▸ Text block
==============================
Today, for no good reason, I’m feeling brittle and fragile and on-the-edge.
I am full of rage and disappointment at no one and everyone, nothing and
everything. It is early afternoon, and in an hour I have to go and pick up my
kids. I should be doing my Finnish homework, but instead I am sitting in a café, looking out despondently at the
falling snow. I don’t know quite why, but I’m just about at the end of my rope.
I started the day tired, after a bad night’s sleep.
(Little Sister is discovering dreams, and currently wakes up multiple
times per night shrieking my name, exclaiming loudly about what she just saw,
firmly believing that it was all true.
[sitting up in bed and sobbing
with wild abandon] “Mummy’s not THEEEERE! She’s gone! Mummy’s GOOOONE!”
[sitting up in bed and yelling at
high volume] “Someone BROKE MY SUNGLASSES! On purpose! They are
brooookeeeen!”
[sitting up in bed in an indignant
huff] “The new cow is called SNUNNY! That’s his name, silly. Hmph!”)
==============================
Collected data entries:
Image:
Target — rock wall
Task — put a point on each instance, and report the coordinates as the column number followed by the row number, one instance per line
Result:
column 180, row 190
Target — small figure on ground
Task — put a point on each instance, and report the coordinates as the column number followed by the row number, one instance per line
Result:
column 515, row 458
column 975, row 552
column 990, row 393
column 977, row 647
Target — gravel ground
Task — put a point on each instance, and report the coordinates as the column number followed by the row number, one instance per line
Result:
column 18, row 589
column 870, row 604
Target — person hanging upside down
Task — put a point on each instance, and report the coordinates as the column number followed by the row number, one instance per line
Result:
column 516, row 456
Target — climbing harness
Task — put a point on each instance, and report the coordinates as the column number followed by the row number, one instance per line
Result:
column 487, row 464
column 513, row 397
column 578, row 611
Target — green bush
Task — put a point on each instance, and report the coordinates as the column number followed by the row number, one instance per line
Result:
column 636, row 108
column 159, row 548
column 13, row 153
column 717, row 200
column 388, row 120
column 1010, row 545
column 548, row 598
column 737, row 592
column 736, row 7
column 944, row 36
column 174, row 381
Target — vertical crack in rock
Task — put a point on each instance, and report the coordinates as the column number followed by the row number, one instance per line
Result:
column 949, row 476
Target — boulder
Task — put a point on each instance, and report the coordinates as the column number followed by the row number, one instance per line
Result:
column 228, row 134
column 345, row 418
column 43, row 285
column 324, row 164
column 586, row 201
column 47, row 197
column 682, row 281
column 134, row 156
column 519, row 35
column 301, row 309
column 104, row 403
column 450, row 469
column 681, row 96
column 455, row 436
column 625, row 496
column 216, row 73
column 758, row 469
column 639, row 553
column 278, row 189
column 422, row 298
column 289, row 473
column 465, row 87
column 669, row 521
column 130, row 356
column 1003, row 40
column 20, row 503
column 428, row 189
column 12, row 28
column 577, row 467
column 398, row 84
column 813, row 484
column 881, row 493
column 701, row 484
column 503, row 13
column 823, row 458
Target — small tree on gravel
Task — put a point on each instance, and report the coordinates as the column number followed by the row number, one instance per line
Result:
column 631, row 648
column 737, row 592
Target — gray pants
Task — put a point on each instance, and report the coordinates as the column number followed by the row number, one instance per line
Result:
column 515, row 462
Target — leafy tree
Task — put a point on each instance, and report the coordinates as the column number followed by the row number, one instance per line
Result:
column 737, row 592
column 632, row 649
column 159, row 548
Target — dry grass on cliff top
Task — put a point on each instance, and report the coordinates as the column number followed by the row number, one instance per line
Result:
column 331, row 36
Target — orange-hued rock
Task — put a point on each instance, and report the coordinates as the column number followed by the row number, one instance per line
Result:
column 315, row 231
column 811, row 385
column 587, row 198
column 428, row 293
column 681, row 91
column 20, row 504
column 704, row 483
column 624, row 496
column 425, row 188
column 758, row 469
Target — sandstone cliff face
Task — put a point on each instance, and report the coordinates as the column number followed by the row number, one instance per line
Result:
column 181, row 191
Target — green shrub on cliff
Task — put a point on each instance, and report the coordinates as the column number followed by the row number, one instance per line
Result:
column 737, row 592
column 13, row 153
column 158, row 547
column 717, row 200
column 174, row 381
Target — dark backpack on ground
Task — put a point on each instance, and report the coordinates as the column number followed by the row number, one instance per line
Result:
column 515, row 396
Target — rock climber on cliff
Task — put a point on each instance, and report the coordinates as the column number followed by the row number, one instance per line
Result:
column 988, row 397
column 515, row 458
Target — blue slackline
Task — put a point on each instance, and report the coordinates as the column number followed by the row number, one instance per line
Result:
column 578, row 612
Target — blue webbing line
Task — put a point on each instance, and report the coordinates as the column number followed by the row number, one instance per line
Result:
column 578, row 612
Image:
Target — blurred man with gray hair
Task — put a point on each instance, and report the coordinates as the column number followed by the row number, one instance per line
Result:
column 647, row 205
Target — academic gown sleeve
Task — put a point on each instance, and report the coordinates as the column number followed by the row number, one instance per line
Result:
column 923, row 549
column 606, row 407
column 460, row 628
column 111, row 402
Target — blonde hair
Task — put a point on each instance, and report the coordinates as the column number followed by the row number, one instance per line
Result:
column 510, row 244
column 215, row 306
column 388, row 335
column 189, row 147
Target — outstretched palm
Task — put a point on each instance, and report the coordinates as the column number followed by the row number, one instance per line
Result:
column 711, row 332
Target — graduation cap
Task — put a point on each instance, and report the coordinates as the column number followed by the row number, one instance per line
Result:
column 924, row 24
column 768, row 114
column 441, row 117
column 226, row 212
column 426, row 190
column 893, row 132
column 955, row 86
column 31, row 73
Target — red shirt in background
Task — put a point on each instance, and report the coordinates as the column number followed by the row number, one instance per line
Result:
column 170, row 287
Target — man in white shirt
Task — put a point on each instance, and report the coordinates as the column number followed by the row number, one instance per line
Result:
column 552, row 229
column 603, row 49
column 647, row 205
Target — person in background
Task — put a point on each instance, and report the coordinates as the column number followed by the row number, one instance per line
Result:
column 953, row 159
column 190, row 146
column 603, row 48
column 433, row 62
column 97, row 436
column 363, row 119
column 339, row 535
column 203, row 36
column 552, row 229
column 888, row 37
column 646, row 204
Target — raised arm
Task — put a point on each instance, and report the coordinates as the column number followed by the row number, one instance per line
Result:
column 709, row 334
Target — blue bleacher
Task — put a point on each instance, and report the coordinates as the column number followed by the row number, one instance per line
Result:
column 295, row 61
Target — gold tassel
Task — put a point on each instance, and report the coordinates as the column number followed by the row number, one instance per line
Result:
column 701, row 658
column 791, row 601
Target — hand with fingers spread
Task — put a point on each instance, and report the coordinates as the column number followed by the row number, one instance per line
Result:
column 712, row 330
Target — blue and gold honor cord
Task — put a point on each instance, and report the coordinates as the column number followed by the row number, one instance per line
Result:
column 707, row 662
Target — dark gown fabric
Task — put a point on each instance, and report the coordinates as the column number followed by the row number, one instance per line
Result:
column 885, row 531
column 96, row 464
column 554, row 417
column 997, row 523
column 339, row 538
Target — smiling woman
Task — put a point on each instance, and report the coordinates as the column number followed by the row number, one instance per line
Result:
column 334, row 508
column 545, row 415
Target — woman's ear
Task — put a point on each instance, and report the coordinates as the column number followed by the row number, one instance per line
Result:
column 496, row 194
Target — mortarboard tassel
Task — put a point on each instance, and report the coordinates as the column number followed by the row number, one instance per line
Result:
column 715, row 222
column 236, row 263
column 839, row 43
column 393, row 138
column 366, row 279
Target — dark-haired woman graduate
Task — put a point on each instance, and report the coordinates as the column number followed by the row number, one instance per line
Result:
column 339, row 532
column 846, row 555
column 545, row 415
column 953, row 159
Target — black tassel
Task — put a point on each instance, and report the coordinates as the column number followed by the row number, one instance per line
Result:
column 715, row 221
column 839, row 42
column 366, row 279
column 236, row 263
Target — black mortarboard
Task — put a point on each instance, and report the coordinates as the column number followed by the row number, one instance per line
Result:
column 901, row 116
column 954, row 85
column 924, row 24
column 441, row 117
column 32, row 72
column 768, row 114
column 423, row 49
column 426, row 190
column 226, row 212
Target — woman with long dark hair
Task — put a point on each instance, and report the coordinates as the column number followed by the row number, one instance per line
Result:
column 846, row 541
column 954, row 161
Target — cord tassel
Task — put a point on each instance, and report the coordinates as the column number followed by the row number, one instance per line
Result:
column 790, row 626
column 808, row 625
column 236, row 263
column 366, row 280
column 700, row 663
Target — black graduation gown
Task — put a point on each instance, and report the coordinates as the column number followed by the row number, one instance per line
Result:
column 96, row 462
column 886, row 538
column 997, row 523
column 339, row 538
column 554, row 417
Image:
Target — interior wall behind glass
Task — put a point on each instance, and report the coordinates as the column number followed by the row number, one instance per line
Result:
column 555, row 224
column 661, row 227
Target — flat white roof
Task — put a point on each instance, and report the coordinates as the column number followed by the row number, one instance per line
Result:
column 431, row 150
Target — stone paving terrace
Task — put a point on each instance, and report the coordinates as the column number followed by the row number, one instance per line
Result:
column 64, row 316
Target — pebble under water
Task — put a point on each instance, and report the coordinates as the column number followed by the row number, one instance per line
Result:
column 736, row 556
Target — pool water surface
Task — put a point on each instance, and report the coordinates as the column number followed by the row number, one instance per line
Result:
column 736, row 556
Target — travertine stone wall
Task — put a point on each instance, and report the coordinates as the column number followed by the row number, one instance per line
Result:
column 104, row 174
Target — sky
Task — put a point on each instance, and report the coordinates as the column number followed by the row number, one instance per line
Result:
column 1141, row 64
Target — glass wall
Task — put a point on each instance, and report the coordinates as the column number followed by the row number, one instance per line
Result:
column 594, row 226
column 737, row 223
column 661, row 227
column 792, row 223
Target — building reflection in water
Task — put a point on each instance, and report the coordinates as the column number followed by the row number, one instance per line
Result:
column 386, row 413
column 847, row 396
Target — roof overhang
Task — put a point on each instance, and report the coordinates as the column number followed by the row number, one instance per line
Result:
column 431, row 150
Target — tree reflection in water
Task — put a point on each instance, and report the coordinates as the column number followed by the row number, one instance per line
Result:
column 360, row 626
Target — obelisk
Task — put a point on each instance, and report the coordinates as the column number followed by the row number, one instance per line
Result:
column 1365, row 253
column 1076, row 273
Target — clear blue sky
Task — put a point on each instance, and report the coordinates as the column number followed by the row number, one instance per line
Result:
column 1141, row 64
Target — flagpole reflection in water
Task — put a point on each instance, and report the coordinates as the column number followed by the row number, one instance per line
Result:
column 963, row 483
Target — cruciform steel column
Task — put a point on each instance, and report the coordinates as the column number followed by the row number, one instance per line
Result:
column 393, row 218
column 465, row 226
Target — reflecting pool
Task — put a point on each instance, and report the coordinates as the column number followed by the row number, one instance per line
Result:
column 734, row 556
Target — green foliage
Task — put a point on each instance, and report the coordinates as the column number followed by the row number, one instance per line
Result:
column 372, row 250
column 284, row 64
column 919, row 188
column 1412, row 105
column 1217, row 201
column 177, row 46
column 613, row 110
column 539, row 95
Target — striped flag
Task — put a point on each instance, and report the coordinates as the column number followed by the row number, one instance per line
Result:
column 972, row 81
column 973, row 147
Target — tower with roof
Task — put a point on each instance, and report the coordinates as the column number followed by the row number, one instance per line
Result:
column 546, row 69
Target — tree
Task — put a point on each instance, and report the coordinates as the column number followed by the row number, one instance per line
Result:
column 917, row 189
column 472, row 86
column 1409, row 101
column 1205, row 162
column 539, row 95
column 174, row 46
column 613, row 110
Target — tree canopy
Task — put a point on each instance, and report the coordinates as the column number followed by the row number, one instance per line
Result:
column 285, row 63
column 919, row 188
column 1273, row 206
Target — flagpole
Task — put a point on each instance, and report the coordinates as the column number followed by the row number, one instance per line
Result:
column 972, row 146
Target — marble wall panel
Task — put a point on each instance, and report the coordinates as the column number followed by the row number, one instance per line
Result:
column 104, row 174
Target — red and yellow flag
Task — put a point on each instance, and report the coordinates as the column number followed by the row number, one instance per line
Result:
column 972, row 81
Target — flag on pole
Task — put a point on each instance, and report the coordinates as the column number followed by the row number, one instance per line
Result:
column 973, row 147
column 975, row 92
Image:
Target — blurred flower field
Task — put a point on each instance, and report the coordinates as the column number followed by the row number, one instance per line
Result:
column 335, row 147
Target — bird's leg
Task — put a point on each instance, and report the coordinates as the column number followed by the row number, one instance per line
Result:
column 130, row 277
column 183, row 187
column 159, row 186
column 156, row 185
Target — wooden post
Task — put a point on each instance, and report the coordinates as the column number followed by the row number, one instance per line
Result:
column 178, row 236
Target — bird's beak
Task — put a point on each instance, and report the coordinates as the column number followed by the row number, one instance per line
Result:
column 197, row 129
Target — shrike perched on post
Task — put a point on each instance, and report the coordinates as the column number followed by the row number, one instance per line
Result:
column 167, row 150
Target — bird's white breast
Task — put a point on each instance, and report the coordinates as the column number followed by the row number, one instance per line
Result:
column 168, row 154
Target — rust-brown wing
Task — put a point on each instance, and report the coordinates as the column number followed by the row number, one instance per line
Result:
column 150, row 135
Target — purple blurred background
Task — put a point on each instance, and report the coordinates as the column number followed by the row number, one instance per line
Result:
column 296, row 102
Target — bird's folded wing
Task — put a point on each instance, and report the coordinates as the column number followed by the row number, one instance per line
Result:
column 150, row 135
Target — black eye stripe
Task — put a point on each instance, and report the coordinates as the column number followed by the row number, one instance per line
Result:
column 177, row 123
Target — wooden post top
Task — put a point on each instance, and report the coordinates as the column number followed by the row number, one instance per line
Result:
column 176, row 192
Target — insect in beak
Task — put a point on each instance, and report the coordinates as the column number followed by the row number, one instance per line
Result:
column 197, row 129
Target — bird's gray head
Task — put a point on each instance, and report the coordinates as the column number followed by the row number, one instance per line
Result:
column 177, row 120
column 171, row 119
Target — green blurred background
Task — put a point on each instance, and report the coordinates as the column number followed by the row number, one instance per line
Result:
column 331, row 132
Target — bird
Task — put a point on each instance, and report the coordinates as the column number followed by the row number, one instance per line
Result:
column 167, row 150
==============================
▸ Given request 1
Decide whether each statement agrees with the text block, answering yes or no and quoting the words that settle it: (a) The writer is doing Finnish homework in a café. (b) Snow is falling outside. (c) Little Sister says the new cow is called Snunny.
▸ Given request 2
From the rows, quote everything from the line containing "Target — boulder" down to the line containing "column 20, row 503", including both of those lines.
The text block and the rows are separate pieces of material that do not relate to each other.

▸ Final result 1
(a) No: "I should be doing my Finnish homework, but instead I am sitting in a café"
(b) Yes: "looking out despondently at the falling snow"
(c) Yes: "The new cow is called SNUNNY!"

▸ Final result 2
Target — boulder
Task — put a point on each instance, and report the coordinates as the column number followed by the row number, one instance per line
Result:
column 228, row 134
column 345, row 418
column 43, row 285
column 324, row 164
column 586, row 201
column 47, row 197
column 682, row 281
column 134, row 156
column 519, row 35
column 301, row 309
column 104, row 403
column 450, row 469
column 681, row 96
column 455, row 436
column 625, row 496
column 216, row 73
column 758, row 469
column 639, row 553
column 278, row 189
column 422, row 298
column 289, row 473
column 465, row 87
column 669, row 521
column 130, row 356
column 1003, row 40
column 20, row 503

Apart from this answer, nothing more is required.